» **TEXT**
These aren’t precise measurements, but they don’t need to be. The point is to develop an intuitive sense of how much you’re eating so you can serve yourself reasonable portions without turning every meal into a math problem.
Staying Hydrated
Water needs vary, but the general adequate intake is 3.7 liters (125 ounces) per day for men and 2.7 liters (91 ounces) for women. That number includes water from all sources: drinking water, other beverages, and the moisture in food. Roughly 20% of daily water intake comes from food, so you don’t need to drink the full amount from a glass.
Thirst is a reasonable guide for most healthy adults, though it becomes less reliable with age. Pale yellow urine is a simple indicator that you’re well hydrated. If you’re physically active, live in a hot climate, or are pregnant or breastfeeding, your needs will be higher. Coffee and tea count toward your fluid intake despite the mild diuretic effect, since the water content more than compensates.
Putting It All Together
Healthy eating isn’t about perfection or following a rigid plan. It’s a pattern: mostly whole foods, enough protein spread across the day, plenty of fiber from plants and grains, good fats in place of bad ones, and modest amounts of sugar and sodium. The best version of this pattern is one that fits your life, your budget, and your preferences. A home-cooked stir-fry with vegetables, brown rice, and chicken hits nearly every benchmark. So does a bean soup with whole grain bread and a side of fruit. The meals don’t need to be complicated. They just need to be built from real ingredients, in reasonable portions, most of the time.

» **ASSIGNMENT**
Reproduce the healthy-eating text above word for word. Begin at "Thirst is a" and stop after "more than compensates.".

» **DATA EXTRACT**
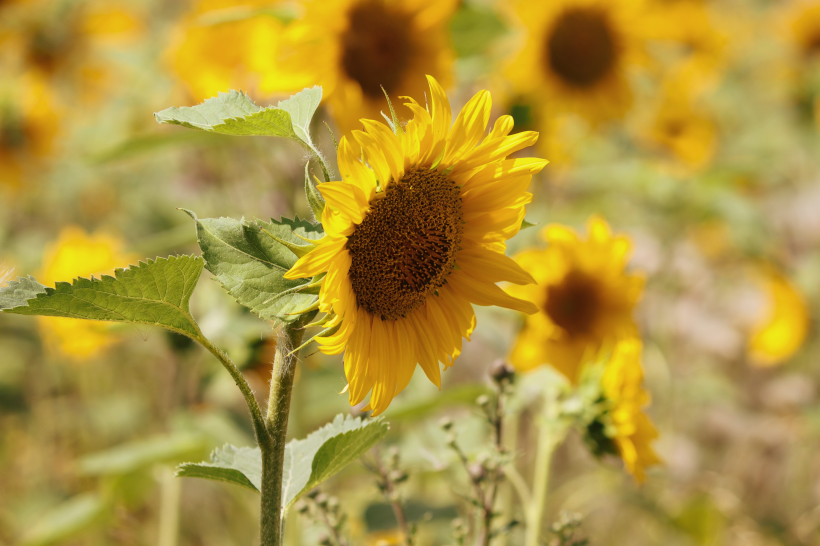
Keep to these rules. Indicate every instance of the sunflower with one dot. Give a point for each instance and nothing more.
(783, 326)
(354, 48)
(75, 253)
(28, 124)
(576, 55)
(632, 431)
(217, 45)
(584, 297)
(678, 125)
(414, 234)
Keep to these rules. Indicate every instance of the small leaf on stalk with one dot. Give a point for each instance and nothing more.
(308, 462)
(315, 199)
(237, 465)
(325, 452)
(250, 264)
(154, 292)
(234, 113)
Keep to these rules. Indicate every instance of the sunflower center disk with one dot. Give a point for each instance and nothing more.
(377, 47)
(581, 48)
(574, 304)
(406, 246)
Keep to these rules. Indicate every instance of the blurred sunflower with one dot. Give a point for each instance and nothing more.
(222, 44)
(584, 297)
(678, 125)
(28, 124)
(416, 235)
(353, 48)
(576, 55)
(67, 41)
(783, 326)
(632, 431)
(75, 253)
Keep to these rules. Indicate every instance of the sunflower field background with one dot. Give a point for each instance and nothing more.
(678, 221)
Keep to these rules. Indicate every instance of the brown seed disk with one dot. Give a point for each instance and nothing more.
(406, 246)
(581, 48)
(575, 304)
(377, 47)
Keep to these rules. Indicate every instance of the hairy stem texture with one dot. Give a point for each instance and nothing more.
(276, 424)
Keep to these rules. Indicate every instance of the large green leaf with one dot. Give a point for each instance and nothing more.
(18, 292)
(308, 462)
(237, 465)
(234, 113)
(133, 456)
(326, 451)
(155, 292)
(251, 263)
(66, 521)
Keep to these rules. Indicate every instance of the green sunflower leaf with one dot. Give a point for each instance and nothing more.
(315, 199)
(155, 292)
(325, 452)
(250, 261)
(308, 462)
(234, 113)
(237, 465)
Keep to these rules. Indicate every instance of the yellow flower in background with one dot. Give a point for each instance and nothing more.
(214, 47)
(74, 254)
(632, 429)
(416, 235)
(576, 56)
(28, 124)
(353, 48)
(678, 125)
(804, 27)
(584, 297)
(784, 324)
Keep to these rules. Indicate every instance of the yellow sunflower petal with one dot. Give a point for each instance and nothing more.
(482, 293)
(317, 260)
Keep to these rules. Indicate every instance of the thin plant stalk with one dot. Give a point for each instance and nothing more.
(276, 425)
(551, 432)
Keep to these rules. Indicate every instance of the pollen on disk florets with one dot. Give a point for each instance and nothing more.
(406, 245)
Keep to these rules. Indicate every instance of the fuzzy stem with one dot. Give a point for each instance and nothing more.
(258, 421)
(551, 433)
(273, 450)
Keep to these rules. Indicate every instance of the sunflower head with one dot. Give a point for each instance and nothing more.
(629, 429)
(576, 55)
(78, 254)
(356, 48)
(782, 327)
(585, 298)
(415, 234)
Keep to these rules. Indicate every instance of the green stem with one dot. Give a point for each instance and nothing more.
(259, 428)
(273, 449)
(551, 433)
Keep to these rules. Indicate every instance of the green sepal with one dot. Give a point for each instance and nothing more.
(326, 332)
(299, 250)
(315, 199)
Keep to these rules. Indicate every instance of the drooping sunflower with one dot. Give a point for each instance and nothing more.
(783, 325)
(678, 124)
(632, 431)
(414, 234)
(218, 45)
(75, 253)
(29, 121)
(584, 296)
(353, 48)
(576, 56)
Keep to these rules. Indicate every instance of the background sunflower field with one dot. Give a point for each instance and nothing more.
(679, 216)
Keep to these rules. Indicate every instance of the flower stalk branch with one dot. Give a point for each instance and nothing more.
(276, 426)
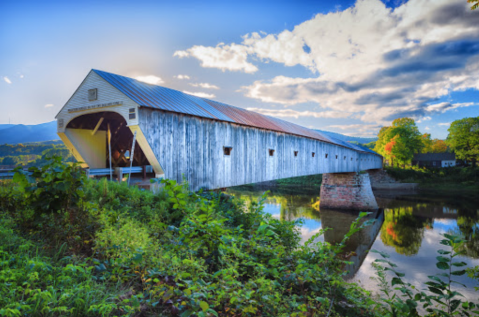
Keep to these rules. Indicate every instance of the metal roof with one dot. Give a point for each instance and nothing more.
(434, 157)
(162, 98)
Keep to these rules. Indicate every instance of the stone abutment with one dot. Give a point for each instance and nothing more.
(348, 191)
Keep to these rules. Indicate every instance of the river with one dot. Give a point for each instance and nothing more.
(408, 227)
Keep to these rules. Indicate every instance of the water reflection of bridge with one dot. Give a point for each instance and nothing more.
(401, 226)
(358, 244)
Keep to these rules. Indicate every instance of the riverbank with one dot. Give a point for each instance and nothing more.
(71, 246)
(457, 180)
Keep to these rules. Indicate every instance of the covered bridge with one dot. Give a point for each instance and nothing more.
(181, 136)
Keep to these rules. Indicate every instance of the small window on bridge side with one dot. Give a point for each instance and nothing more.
(227, 150)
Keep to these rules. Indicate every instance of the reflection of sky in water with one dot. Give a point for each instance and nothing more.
(419, 266)
(432, 219)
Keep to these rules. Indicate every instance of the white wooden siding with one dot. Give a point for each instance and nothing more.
(192, 148)
(106, 94)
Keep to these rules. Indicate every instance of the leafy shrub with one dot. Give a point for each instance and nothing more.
(123, 238)
(402, 299)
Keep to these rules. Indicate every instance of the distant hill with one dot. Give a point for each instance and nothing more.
(4, 126)
(20, 133)
(347, 138)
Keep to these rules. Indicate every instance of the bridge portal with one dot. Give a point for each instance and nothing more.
(207, 143)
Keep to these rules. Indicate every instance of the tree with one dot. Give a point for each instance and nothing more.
(427, 143)
(475, 5)
(407, 141)
(463, 139)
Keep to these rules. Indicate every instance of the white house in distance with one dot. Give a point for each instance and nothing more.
(434, 160)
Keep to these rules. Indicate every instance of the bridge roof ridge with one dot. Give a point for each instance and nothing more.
(163, 98)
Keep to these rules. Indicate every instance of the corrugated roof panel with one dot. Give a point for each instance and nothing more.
(167, 99)
(158, 97)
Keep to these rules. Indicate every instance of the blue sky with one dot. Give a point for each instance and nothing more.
(344, 66)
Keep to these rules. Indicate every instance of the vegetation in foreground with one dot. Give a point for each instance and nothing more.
(75, 247)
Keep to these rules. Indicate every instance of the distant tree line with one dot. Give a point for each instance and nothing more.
(33, 154)
(399, 142)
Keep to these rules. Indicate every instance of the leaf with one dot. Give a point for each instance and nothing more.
(383, 254)
(442, 265)
(454, 304)
(396, 280)
(459, 264)
(435, 290)
(442, 259)
(204, 306)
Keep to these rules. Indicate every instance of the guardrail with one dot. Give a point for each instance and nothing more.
(91, 172)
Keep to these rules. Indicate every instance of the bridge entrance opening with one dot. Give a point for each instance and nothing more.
(99, 137)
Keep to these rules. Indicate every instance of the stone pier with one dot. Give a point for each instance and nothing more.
(348, 191)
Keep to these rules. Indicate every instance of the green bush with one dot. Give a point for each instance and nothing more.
(105, 249)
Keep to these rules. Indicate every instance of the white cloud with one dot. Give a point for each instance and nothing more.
(446, 106)
(150, 79)
(423, 119)
(289, 113)
(225, 57)
(200, 94)
(205, 85)
(370, 60)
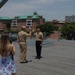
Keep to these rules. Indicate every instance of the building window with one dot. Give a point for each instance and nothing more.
(14, 23)
(28, 23)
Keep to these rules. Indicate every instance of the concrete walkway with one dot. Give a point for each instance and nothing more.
(58, 58)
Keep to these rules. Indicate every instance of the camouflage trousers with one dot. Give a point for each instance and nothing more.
(23, 49)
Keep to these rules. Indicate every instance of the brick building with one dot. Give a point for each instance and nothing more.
(18, 21)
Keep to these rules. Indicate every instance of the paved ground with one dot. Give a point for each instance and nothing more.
(58, 58)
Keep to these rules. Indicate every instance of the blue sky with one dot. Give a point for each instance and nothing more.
(50, 9)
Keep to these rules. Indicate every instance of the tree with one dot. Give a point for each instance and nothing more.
(47, 27)
(68, 31)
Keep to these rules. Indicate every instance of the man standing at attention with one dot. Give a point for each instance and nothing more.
(39, 40)
(22, 35)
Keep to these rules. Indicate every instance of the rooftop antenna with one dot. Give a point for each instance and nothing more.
(2, 2)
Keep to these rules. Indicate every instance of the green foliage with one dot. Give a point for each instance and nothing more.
(68, 31)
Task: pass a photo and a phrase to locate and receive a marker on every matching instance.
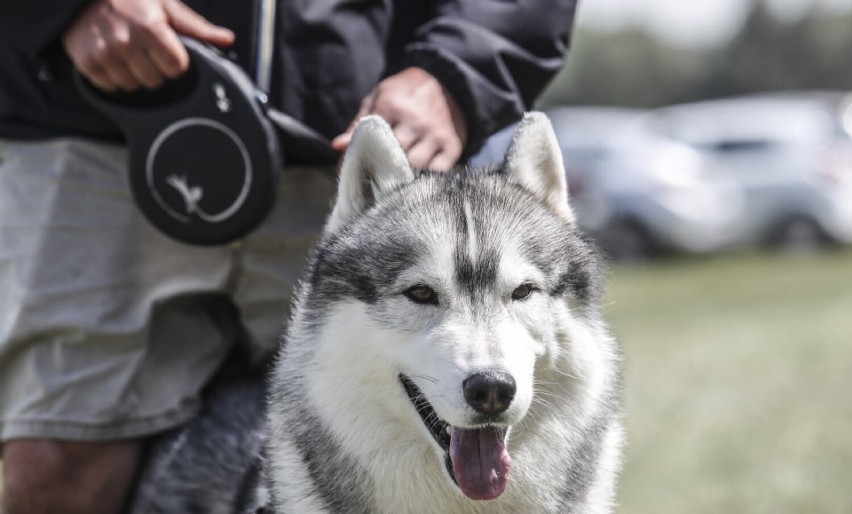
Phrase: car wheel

» **RESULT FOR THIS TASK**
Thirst is a reasonable guide for most healthy adults, though it becomes less reliable with age. Pale yellow urine is a simple indicator that you’re well hydrated. If you’re physically active, live in a hot climate, or are pregnant or breastfeeding, your needs will be higher. Coffee and tea count toward your fluid intake despite the mild diuretic effect, since the water content more than compensates.